___ Source material ___

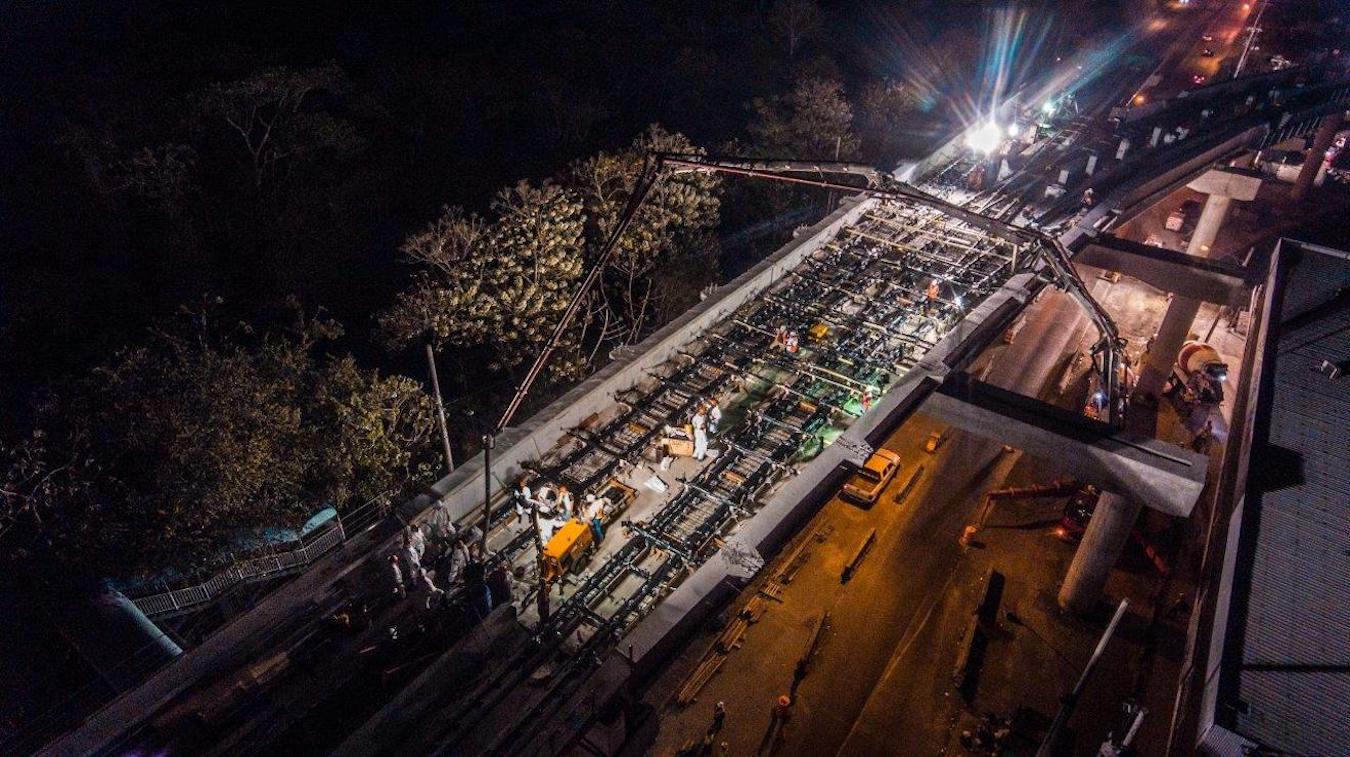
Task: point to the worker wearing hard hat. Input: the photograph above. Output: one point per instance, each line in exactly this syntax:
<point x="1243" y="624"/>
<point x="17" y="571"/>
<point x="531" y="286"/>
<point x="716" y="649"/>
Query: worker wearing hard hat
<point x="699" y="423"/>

___
___ Source material ___

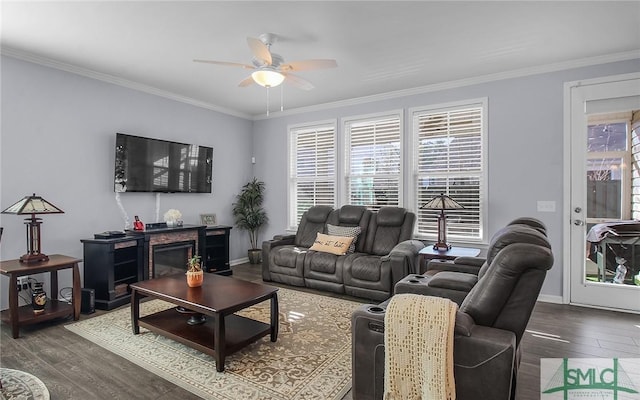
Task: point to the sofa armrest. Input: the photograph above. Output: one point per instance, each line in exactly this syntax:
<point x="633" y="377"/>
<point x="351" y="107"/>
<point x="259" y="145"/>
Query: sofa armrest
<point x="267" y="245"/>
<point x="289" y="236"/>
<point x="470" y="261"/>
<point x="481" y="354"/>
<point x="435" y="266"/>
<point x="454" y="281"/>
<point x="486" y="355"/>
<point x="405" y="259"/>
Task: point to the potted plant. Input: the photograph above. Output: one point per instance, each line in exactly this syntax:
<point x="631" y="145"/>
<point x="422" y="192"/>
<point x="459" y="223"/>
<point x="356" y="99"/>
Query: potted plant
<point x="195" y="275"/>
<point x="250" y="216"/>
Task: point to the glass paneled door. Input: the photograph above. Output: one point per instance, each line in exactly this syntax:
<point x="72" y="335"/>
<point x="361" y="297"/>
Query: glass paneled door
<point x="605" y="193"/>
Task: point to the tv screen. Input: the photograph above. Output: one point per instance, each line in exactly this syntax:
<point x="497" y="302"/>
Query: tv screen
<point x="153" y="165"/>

___

### Exercise directions
In the records above, find each line that mentions the word "Input", and copy it.

### Answer to the problem
Task: point to the worker wearing hard hat. Input: the photograph above. Output: one point per instance, each line in exactly this syntax:
Task: point to the sofa armrest. Input: the photograph above. Output: one point per instance, each line in exactly this syntax:
Task: point to the potted plant. Input: the photograph above. Output: one point per instance, each line in exactly this syntax:
Task: point to the glass paneled door. Input: the photograph above. Output: one point per instance, each line in exactly this syntax:
Task: point to the tv screen. Input: the photograph above. Output: one point per instance, each line in exactly this syntax:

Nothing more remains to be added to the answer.